Exactly reproduce each entry, leaving out nothing.

○ ○ ○ ○ ○ ○ ○

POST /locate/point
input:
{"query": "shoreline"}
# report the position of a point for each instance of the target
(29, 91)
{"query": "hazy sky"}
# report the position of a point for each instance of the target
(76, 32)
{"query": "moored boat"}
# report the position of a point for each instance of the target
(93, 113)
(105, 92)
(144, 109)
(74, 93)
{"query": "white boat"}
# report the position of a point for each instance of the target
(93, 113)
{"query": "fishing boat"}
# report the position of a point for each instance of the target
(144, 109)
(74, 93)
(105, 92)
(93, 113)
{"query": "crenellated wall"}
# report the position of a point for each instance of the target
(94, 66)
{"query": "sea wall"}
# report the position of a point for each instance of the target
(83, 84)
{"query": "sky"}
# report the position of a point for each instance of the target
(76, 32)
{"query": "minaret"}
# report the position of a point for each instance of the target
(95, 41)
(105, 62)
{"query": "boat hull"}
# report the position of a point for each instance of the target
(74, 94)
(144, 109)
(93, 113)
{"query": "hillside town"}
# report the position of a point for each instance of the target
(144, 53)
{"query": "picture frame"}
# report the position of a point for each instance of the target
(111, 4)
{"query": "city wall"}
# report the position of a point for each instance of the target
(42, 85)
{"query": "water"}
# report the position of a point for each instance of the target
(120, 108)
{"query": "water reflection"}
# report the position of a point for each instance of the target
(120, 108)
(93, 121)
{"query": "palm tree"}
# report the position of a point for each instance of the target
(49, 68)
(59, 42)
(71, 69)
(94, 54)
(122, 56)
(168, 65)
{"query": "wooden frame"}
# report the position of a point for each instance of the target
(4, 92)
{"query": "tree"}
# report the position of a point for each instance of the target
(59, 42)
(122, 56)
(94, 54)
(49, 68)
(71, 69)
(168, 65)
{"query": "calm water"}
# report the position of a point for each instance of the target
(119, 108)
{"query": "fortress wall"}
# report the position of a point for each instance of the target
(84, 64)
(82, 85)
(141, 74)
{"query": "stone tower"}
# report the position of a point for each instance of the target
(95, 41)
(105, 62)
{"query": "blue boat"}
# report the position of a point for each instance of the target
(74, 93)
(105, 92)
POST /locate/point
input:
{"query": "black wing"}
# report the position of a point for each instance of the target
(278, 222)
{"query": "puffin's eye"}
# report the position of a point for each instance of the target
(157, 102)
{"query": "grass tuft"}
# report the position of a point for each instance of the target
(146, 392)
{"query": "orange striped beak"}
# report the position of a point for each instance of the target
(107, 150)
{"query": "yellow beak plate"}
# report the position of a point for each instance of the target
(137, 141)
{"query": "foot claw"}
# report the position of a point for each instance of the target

○ ○ ○ ○ ○ ○ ○

* _Output of the task_:
POST /locate/point
input:
{"query": "shoreline"}
# report the position of a point for each instance of the target
(29, 91)
{"query": "hazy sky"}
# report the position of a point for each instance of the target
(76, 32)
{"query": "moored boat"}
# report the position of a point for each instance of the target
(93, 113)
(105, 92)
(144, 109)
(74, 93)
{"query": "white boat"}
# report the position of a point for each instance of the target
(93, 113)
{"query": "fishing boat"}
# report the position of a point for each instance of the target
(144, 109)
(74, 93)
(105, 92)
(93, 113)
{"query": "crenellated wall"}
# report the position of a point for each instance of the target
(94, 66)
{"query": "sea wall"}
# report the position of a point for each instance of the target
(83, 84)
{"query": "sky"}
# report the position of a point for each instance of the target
(76, 32)
{"query": "minaret"}
# report the position of a point for each instance of the target
(95, 41)
(105, 62)
{"query": "boat hull"}
# report the position of a point for each instance of the target
(74, 94)
(144, 109)
(93, 113)
{"query": "hillside town"}
# report the position of a point for each instance of the target
(144, 53)
{"query": "picture frame"}
# report the position of a point for each instance of the target
(111, 4)
{"query": "city wall"}
# report the position of a point for each instance of the target
(42, 85)
{"query": "water"}
# report the position of a point for each instance of the target
(120, 108)
{"query": "water reflection"}
# report the position of a point for each instance of the target
(120, 108)
(93, 121)
{"query": "palm tree"}
# report the position of a point for each instance of the target
(49, 68)
(59, 42)
(71, 69)
(94, 54)
(122, 56)
(168, 65)
{"query": "wooden frame"}
# report the position of a point for each instance of the target
(4, 92)
{"query": "tree"}
# report the position of a point for each instance of the target
(59, 42)
(122, 56)
(94, 54)
(49, 68)
(71, 69)
(168, 65)
{"query": "calm water"}
# report the position of a point for each instance of the target
(119, 108)
{"query": "fortress wall"}
# report the position of a point for each instance of the target
(84, 64)
(82, 85)
(141, 74)
{"query": "stone tower"}
# report the position of a point for each instance of the target
(95, 41)
(105, 62)
{"query": "blue boat"}
# report the position of a point for each instance of the target
(74, 93)
(105, 92)
POST /locate/point
input:
{"query": "black wing"}
# report the position of a point for each instance of the target
(278, 222)
{"query": "puffin's eye"}
# report the position of a point for each instance of the target
(157, 102)
{"query": "grass tuft"}
# report the position of a point for each instance of the target
(146, 392)
{"query": "orange striped beak"}
# report the position of a point for each instance of the target
(107, 150)
{"query": "yellow beak plate"}
# report the position of a point for each instance of the target
(137, 141)
{"query": "foot claw"}
# report the position of a point for each instance of the target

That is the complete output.